━━ DATA FOR THIS TASK
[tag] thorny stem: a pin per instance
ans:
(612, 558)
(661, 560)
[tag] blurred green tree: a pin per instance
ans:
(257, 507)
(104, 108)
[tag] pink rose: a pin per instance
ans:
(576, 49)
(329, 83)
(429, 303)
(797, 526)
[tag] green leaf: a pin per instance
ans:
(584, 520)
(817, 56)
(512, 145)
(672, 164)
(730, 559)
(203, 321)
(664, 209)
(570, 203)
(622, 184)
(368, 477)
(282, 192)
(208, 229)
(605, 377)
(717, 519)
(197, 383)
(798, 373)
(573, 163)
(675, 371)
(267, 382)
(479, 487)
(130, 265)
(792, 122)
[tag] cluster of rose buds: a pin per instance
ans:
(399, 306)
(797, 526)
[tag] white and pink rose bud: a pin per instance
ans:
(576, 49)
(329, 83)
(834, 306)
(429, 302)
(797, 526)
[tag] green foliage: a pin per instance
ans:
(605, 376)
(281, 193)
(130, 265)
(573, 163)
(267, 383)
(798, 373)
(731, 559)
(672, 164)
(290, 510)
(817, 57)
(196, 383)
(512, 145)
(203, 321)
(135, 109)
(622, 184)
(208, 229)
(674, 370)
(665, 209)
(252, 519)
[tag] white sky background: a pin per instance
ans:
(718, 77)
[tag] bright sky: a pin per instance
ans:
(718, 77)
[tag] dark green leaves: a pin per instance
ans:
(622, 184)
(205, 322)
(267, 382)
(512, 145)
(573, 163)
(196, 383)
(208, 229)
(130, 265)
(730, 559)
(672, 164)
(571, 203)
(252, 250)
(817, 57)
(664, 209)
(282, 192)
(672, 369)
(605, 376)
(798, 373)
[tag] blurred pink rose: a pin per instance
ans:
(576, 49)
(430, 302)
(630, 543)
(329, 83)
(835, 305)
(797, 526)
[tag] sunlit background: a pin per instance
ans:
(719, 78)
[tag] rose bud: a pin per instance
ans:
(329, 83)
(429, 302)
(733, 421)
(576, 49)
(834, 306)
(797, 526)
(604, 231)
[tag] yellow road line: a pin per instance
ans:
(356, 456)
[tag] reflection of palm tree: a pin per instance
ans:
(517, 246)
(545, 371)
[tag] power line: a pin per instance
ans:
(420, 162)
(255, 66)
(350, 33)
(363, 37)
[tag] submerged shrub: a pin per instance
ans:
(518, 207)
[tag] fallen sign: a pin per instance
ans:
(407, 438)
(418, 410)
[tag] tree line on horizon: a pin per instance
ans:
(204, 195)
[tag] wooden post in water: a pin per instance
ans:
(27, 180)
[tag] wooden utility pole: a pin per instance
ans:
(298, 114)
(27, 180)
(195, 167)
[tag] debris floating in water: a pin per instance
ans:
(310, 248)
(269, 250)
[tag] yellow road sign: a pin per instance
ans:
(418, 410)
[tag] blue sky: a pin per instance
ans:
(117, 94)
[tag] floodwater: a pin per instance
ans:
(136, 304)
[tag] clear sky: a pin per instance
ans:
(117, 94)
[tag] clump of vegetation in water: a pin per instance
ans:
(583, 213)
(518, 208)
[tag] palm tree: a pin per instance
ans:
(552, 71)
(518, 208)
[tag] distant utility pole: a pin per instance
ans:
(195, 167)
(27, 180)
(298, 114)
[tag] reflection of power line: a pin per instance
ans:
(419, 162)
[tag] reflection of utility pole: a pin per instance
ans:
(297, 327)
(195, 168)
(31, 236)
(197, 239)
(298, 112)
━━━━
* TO DO
A word-for-word restatement of all the records is required.

* WRITTEN REPLY
[tag] thorny stem: a pin per instance
ans:
(612, 558)
(661, 560)
[tag] blurred green tree: a pin per instance
ans:
(257, 507)
(104, 108)
[tag] pink rose: a pin per instance
ans:
(576, 49)
(329, 83)
(429, 303)
(797, 526)
[tag] green leaf: a pin per instance
ans:
(584, 520)
(817, 56)
(512, 145)
(672, 164)
(730, 559)
(203, 321)
(664, 209)
(570, 203)
(622, 184)
(368, 477)
(282, 192)
(208, 229)
(605, 377)
(717, 519)
(197, 383)
(798, 373)
(573, 163)
(675, 371)
(267, 382)
(479, 487)
(130, 265)
(792, 122)
[tag] cluster of rose buds: a pin per instance
ans:
(399, 306)
(797, 526)
[tag] white and pink rose bud: a pin per instance
ans:
(576, 49)
(329, 83)
(834, 306)
(429, 302)
(797, 526)
[tag] green foliage: a pin per instance
ans:
(605, 376)
(281, 193)
(130, 265)
(573, 163)
(267, 383)
(798, 373)
(731, 559)
(672, 164)
(290, 510)
(817, 57)
(196, 383)
(512, 145)
(203, 321)
(135, 109)
(622, 184)
(208, 229)
(674, 370)
(665, 209)
(252, 519)
[tag] white sky background: a pin per instance
ans:
(718, 77)
[tag] bright sky: a pin per instance
ans:
(718, 77)
[tag] dark green leaves: a pin per instance
ans:
(622, 184)
(205, 322)
(267, 382)
(512, 145)
(573, 163)
(196, 383)
(208, 229)
(130, 265)
(730, 559)
(672, 164)
(571, 203)
(252, 250)
(817, 57)
(664, 209)
(282, 192)
(672, 369)
(605, 376)
(798, 373)
[tag] blurred pink rose: a pin per instance
ans:
(576, 49)
(430, 302)
(630, 543)
(329, 83)
(835, 305)
(797, 526)
[tag] sunlit background: a pin per instance
ans:
(719, 78)
[tag] rose bud: a pin per instance
ans:
(329, 83)
(429, 302)
(733, 421)
(576, 49)
(834, 306)
(797, 526)
(604, 231)
[tag] yellow road line: a pin per instance
ans:
(356, 456)
[tag] reflection of palm tree: a pin per instance
ans:
(517, 246)
(545, 371)
[tag] power line: a pin per instance
ans:
(420, 162)
(255, 66)
(350, 33)
(363, 37)
[tag] submerged shrub: a pin per instance
ans:
(518, 207)
[tag] fallen sign: a pin per instance
ans:
(407, 438)
(418, 410)
[tag] tree line on horizon: a pin per instance
ans:
(204, 195)
[tag] wooden post in water: a pin per instance
ans:
(27, 180)
[tag] wooden utility pole: a pin per instance
ans:
(298, 114)
(27, 180)
(195, 167)
[tag] debris floating in water: a pin per instance
ans:
(310, 248)
(269, 250)
[tag] yellow road sign: a pin per instance
ans:
(418, 410)
[tag] blue sky: a pin per instance
ans:
(117, 94)
[tag] floodwater: a pin per instance
ans:
(136, 304)
[tag] clear sky: a pin per instance
ans:
(117, 94)
[tag] clump of vegetation in water: a pin per instance
ans:
(583, 213)
(518, 208)
[tag] palm tree: a pin per instance
ans:
(552, 71)
(518, 208)
[tag] distant utility pole: a pin per instance
ans:
(195, 167)
(27, 180)
(298, 114)
[tag] reflection of power line: a pin per instance
ans:
(419, 162)
[tag] reflection of utility pole: a pin per instance
ans:
(297, 327)
(195, 168)
(31, 236)
(197, 239)
(298, 112)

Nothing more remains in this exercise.